Given instruction 1 —
Decide whether each statement below agrees with the post on Akka clustering and remoting. Answer yes or no for each, quoting the deciding words of the post exactly.
(a) The author will use JClouds in this post.
(b) The author picks Puppet as the provisioning software.
(c) In the previous post, the ping-pong application was deployed into a vendor's cloud.
Given instruction 2 —
Write out the stretch of the records from the line containing "of the street" through the end of the records, both ends included.

Akka Clustering and Remoting: Application Scaling

Posted by Carl Pulley on Mon, Jun 16, 2014

Introduction

In my previous post (Akka Clustering and Remoting: The Experiment), I defined a ping-pong application and deployed it into a local JVM cluster. In this post, I want to examine how we can scale this application into a vendor's cloud (e.g. Amazon or Rackspace).

However when pushing into the cloud, it is wise to remove any reliance upon a single cloud vendor. So, I'll also look at how that may be accomplished.

Nowadays, as organisations look to make their applications resilent, there are a number of competing technologies that can be used to deploy cloud compute nodes (in a vendor agnostic manner).

I have listed a few such technologies below:

For this post, I will use JClouds and in a follow-up post, I'll explore the use of δ-cloud.

The provisioning software space offers a slightly more restricted range of choices:

As our provisioning requirements are relatively simple:

  • deploy JVM targeted applications
  • focus on application based deployments (as opposed to provisioning complex OS environments).

I will opt to use Chef (which, coincidently, JClouds also supports). I assume that you have previously registered for an Enterprise Chef Opscode account and have setup knife correctly.

Provided records —
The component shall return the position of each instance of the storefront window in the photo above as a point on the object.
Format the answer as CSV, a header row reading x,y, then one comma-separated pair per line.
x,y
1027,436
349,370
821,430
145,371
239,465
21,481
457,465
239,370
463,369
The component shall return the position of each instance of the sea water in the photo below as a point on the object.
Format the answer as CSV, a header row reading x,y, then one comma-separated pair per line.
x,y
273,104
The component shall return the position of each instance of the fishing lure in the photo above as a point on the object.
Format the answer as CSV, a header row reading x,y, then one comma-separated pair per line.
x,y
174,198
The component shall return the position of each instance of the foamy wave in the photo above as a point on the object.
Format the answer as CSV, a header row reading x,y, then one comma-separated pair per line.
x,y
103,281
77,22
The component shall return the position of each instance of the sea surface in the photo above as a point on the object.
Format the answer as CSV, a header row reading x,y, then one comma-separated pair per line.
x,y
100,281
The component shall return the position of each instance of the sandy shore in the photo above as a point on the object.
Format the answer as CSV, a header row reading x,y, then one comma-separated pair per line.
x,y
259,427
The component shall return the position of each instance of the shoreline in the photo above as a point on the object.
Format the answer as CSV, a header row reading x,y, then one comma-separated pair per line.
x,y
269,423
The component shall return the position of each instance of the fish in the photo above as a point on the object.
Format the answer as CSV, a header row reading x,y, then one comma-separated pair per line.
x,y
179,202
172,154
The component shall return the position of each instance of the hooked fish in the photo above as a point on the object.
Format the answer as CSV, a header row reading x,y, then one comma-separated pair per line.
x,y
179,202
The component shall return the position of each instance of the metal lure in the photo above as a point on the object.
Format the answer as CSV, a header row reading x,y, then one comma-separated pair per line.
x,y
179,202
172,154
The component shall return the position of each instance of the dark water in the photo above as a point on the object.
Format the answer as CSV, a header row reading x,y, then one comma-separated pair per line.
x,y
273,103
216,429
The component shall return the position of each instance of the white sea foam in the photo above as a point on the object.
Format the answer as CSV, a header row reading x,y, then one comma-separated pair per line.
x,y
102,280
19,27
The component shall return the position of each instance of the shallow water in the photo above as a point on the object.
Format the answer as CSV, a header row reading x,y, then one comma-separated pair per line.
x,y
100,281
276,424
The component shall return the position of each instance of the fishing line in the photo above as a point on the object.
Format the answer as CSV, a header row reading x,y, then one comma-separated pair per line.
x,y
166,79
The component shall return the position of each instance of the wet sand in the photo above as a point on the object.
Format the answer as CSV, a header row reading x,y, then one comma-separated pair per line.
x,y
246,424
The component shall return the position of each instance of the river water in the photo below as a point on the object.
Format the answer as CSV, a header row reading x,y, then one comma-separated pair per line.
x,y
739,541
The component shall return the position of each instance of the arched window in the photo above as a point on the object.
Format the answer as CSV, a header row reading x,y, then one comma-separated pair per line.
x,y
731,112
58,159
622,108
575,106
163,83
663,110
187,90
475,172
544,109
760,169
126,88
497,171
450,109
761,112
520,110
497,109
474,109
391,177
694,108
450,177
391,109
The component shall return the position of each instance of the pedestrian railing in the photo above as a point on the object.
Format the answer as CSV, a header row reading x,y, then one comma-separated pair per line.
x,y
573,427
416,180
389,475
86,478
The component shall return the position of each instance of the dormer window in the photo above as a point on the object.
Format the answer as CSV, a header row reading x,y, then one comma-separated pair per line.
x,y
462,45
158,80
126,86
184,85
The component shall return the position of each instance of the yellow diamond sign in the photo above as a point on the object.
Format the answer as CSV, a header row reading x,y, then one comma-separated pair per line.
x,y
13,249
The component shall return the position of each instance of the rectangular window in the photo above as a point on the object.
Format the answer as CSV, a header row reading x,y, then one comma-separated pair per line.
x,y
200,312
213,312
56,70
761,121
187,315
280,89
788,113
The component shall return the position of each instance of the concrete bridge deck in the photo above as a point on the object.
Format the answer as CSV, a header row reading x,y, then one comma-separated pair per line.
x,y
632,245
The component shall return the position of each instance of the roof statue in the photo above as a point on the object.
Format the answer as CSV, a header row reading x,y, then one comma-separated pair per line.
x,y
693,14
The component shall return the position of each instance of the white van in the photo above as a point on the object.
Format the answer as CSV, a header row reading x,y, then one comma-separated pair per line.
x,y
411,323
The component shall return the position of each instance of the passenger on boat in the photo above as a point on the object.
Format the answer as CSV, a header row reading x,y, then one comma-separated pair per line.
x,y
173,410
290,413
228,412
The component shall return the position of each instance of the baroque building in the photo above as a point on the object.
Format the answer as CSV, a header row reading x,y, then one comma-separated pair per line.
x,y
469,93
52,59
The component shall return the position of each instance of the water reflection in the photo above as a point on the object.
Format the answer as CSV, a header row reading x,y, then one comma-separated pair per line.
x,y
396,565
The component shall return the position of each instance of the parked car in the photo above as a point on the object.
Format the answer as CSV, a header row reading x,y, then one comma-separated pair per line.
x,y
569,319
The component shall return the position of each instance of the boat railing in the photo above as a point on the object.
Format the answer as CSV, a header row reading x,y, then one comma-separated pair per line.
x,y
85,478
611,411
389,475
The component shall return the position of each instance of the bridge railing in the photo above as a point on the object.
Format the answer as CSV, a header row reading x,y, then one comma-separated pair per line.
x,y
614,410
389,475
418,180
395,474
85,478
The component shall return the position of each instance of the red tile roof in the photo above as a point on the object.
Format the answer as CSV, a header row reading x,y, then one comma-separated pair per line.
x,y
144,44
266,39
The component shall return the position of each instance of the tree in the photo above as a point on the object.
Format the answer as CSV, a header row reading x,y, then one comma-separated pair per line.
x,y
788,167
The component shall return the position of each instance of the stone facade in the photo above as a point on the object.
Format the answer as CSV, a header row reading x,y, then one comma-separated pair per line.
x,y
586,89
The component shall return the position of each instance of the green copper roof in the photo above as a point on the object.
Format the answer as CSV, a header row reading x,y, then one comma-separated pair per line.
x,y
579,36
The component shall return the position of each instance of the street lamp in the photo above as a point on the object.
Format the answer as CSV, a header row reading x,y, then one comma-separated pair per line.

Final result 1 —
(a) Yes: "For this post, I will use JClouds"
(b) No: "I will opt to use Chef"
(c) No: "deployed it into a local JVM cluster"

Final result 2 —
The component shall return the position of each instance of the street lamp in the photo above as a point on the object.
Format the answer as CSV, a header row reading x,y, then one comma-separated pair per line.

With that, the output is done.